From the listing below, pull out every line that contains the string "flower".
---
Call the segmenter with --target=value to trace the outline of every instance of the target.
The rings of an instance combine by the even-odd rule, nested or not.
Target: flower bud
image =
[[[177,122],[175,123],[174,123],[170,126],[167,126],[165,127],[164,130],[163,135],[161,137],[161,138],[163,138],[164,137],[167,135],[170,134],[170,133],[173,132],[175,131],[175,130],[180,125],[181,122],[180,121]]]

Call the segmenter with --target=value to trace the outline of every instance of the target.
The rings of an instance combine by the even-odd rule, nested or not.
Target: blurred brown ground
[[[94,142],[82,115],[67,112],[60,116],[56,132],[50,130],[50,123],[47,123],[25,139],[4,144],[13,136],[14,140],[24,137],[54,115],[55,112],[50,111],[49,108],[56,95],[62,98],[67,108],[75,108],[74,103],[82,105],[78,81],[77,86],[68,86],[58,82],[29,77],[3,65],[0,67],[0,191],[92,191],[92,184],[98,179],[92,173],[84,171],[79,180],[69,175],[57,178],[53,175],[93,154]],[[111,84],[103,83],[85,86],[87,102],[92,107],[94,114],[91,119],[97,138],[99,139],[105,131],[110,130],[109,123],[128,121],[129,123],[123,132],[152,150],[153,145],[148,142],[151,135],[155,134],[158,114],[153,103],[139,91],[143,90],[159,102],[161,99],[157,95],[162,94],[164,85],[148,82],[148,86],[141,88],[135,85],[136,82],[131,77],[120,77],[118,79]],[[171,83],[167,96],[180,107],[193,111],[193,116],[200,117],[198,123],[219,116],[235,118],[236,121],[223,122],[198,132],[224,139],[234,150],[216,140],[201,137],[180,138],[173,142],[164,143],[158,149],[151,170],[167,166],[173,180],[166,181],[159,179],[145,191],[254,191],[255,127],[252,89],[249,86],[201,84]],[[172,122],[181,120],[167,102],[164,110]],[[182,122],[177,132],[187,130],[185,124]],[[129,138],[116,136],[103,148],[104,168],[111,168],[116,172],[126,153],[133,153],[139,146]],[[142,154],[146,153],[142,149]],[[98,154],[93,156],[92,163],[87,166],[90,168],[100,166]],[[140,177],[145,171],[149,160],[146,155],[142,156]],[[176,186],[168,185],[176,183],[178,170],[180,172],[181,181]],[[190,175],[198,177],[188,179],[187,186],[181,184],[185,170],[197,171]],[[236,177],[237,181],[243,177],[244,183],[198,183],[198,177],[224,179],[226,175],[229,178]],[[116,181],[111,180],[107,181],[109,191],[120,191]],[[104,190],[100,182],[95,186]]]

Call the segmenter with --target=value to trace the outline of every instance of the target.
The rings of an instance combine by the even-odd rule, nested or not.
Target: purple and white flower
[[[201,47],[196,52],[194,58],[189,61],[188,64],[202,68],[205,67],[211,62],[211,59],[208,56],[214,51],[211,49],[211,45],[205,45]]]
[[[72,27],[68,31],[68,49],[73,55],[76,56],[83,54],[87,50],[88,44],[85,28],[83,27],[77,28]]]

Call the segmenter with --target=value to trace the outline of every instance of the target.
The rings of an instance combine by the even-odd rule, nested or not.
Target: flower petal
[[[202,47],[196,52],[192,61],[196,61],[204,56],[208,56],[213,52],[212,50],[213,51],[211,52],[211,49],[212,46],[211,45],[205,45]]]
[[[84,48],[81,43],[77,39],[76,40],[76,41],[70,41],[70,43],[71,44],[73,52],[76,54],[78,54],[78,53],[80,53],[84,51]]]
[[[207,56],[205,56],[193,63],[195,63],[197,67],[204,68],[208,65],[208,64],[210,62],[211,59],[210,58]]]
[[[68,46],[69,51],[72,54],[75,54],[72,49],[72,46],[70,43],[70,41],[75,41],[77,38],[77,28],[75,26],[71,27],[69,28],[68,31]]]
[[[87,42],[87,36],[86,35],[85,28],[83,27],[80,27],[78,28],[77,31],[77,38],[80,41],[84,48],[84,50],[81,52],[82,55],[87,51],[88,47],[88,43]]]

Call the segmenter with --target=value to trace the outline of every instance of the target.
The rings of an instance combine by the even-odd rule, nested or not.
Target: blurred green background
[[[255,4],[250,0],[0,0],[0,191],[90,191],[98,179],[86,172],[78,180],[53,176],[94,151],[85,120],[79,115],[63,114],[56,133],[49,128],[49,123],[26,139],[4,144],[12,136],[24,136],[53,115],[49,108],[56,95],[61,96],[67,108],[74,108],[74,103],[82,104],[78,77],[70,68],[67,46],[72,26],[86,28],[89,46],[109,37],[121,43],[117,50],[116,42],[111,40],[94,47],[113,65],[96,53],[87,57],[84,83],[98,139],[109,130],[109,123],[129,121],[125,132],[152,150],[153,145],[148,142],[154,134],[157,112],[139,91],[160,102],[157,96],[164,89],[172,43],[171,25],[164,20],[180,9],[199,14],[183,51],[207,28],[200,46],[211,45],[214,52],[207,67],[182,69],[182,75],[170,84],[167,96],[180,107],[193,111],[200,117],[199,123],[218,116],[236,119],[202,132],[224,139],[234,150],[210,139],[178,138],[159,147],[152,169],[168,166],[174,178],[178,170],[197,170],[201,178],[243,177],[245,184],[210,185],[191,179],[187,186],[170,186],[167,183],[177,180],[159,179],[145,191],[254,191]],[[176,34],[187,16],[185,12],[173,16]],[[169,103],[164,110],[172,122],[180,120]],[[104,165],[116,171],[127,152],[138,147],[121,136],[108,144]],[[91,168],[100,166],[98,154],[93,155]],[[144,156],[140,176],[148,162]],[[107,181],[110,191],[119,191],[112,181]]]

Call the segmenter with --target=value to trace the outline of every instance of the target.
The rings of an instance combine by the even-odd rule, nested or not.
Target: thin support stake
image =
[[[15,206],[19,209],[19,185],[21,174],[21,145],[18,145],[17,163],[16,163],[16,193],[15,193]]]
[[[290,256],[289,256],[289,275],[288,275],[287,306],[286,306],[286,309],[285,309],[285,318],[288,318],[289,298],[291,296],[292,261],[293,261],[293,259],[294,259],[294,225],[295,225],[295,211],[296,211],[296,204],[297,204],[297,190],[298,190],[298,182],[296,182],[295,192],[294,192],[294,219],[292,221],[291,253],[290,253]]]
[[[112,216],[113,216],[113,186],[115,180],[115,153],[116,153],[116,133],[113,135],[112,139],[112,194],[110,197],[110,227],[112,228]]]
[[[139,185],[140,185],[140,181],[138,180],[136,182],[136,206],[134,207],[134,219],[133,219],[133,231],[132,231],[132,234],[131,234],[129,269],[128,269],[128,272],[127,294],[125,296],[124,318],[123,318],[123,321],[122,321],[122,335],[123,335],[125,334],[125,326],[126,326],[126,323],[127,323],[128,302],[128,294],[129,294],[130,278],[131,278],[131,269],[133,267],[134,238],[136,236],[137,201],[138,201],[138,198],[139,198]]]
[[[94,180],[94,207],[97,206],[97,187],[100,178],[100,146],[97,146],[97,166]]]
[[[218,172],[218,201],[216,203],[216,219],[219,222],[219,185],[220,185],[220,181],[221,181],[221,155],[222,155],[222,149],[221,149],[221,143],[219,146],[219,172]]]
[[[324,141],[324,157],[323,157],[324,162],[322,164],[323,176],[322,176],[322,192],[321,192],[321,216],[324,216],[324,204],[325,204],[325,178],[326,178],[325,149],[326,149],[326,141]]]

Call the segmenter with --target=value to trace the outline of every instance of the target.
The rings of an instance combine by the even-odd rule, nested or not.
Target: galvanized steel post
---
### Worked answer
Target: flower bud
Target: purple and white flower
Target: flower petal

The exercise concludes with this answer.